## start

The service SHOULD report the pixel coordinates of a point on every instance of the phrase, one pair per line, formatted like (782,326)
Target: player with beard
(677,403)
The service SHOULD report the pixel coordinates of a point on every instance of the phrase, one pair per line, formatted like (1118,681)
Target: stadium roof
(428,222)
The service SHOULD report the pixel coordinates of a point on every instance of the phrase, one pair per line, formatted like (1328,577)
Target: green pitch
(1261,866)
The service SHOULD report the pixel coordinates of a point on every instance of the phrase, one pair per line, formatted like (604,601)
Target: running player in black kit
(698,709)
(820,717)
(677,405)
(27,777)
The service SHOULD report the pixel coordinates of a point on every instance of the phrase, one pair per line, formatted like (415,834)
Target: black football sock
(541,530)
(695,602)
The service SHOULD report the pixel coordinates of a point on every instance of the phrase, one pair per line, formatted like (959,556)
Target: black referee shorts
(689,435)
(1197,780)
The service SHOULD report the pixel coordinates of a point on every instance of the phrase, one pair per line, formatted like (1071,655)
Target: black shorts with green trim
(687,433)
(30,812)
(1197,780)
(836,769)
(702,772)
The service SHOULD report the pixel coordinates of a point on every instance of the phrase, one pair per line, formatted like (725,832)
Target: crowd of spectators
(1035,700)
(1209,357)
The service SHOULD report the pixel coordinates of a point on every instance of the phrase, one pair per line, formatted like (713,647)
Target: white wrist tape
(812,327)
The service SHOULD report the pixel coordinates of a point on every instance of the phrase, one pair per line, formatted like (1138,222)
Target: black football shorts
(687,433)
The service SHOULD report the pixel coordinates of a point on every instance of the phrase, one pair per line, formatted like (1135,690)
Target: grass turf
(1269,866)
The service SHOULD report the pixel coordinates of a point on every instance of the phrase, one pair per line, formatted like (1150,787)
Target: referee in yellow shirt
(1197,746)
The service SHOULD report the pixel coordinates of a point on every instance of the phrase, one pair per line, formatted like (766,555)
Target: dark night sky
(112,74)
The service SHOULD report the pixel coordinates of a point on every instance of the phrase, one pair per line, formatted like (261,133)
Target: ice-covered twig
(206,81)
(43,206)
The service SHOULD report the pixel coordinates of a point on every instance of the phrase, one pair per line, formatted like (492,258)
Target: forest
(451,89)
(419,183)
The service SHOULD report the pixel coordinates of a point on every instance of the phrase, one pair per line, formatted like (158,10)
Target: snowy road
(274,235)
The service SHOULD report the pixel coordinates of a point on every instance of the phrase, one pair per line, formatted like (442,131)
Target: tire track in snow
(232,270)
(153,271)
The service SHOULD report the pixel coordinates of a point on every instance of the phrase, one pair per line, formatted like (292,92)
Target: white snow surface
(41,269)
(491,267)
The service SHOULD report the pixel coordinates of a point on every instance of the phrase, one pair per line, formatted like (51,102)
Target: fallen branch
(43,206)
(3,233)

## end

Recast every line of the data above as a Markdown table with the columns "Number" and "Text". Number the rows in order and skip blank lines.

| Number | Text |
|---|---|
| 1 | The service SHOULD report the pixel coordinates of a point on every instance of the phrase, one pair per line, formatted like (782,326) |
| 2 | Target: player with beard |
| 3 | (677,403) |
| 4 | The service SHOULD report the pixel coordinates of a point on every instance of the phrase, one pair per line, formatted like (1118,681) |
| 5 | Target: stadium roof |
| 6 | (428,222) |
| 7 | The service SHOULD report the pixel coordinates of a point on every instance of the phrase, one pair per line, formatted like (1328,577) |
| 8 | Target: green pitch |
| 9 | (1261,866) |
| 10 | The service SHOULD report the pixel coordinates of a point on every instance of the phrase, one pair per line, formatted like (604,601) |
| 11 | Target: running player in black kit |
| 12 | (698,709) |
| 13 | (820,717) |
| 14 | (677,405) |
| 15 | (27,777) |
| 16 | The service SHOULD report the pixel coordinates of a point on every instance of the phrase, one pair per line, formatted like (415,834) |
| 17 | Target: black football sock |
| 18 | (541,530) |
| 19 | (695,602) |
| 20 | The service SHOULD report the pixel coordinates of a point on every instance of the phrase, one pair per line, formatted like (959,556) |
| 21 | Target: black referee shorts |
| 22 | (689,435) |
| 23 | (1197,780) |
| 24 | The service SHOULD report the pixel coordinates of a point on every instance of the phrase, one pair per line, formatted like (1071,655) |
| 25 | Target: black shorts with green trim |
| 26 | (687,433) |
| 27 | (30,812) |
| 28 | (1197,780) |
| 29 | (836,769) |
| 30 | (702,772) |
| 31 | The service SHOULD report the pixel coordinates of a point on every instance of the phrase, one pair per line, formatted like (725,832) |
| 32 | Target: crowd of spectators |
| 33 | (1035,700) |
| 34 | (1209,357) |
| 35 | The service SHOULD report the pixel coordinates of a point on every instance of the phrase, one pair per line, formatted like (713,647) |
| 36 | Target: white wrist tape |
| 37 | (812,327) |
| 38 | The service SHOULD report the pixel coordinates of a point on every instance of the phrase, one pair per line, formatted like (1138,222) |
| 39 | Target: black football shorts |
| 40 | (687,433) |
| 41 | The service SHOULD report the pixel coordinates of a point on every instance of the phrase, one pair per line, formatted like (1135,690) |
| 42 | Target: grass turf |
| 43 | (1269,866) |
| 44 | The service SHOULD report the pixel coordinates of a point on every instance of the phrase, one pair per line, formatted like (1150,787) |
| 45 | Target: referee in yellow shirt |
| 46 | (1197,746) |
| 47 | The service SHOULD report the pixel coordinates of a point on every instance of the phrase, one pair per line, formatted like (766,555) |
| 48 | Target: dark night sky |
| 49 | (112,74) |
| 50 | The service SHOULD report the pixel coordinates of a point on every instance of the phrase, one pair per line, formatted like (261,133) |
| 51 | Target: ice-covered twig |
| 52 | (206,81) |
| 53 | (43,206) |
| 54 | The service SHOULD report the pixel coordinates of a point on every instance of the phrase, one pair per line, formatted like (492,258) |
| 55 | Target: forest |
| 56 | (451,89) |
| 57 | (419,183) |
| 58 | The service SHOULD report the pixel coordinates of a point on every instance of the phrase, one pair per line, formatted like (158,10) |
| 59 | Target: snowy road |
| 60 | (274,235) |
| 61 | The service SHOULD report the pixel coordinates of a point on every instance of the phrase, one pair per line, formatted like (442,131) |
| 62 | Target: tire track in snow |
| 63 | (232,270) |
| 64 | (153,271) |
| 65 | The service SHOULD report the pixel coordinates of a point on every instance of the phrase, one pair per line, formatted like (292,92) |
| 66 | Target: white snow surface |
| 67 | (41,269) |
| 68 | (491,267) |
| 69 | The service SHOULD report the pixel coordinates of a point on every instance of the phrase, one pair per line, formatted like (51,102) |
| 70 | Target: fallen branch |
| 71 | (43,206) |
| 72 | (3,233) |